Materiale fornito:
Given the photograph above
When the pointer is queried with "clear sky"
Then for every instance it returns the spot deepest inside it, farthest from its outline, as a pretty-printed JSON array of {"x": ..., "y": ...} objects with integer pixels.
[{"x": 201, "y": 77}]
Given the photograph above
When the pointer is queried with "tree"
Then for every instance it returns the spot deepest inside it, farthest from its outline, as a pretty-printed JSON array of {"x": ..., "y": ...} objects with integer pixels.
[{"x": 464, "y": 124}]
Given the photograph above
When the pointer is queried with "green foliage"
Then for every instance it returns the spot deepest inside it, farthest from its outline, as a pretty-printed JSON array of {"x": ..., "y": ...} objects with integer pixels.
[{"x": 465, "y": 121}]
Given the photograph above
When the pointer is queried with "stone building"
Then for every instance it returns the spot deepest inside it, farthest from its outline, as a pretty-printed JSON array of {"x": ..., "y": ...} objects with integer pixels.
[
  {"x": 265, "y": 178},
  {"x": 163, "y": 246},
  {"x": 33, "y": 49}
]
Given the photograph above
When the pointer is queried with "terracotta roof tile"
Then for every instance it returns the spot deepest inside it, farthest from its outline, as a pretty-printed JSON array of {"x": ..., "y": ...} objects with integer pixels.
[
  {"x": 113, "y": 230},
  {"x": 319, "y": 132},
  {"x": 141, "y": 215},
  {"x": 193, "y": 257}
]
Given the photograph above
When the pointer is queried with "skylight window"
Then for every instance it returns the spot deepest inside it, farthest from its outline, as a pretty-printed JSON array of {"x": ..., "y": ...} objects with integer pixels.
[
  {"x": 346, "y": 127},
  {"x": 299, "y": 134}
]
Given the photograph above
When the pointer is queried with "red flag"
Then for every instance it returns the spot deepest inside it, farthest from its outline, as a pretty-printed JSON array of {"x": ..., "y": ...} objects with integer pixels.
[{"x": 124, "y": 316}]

Istruzione scritta: Estrai dal materiale qui sopra ogni riga che contiene la parola "pointer", riportandola senza modifiche.

Risposta scritta:
When the pointer is queried with "clear sky"
When the pointer is queried with "tree"
When the pointer is queried with "green foliage"
When the pointer is queried with "stone building"
When the pointer is queried with "terracotta roof tile"
When the pointer is queried with "skylight window"
When the pointer is queried with "red flag"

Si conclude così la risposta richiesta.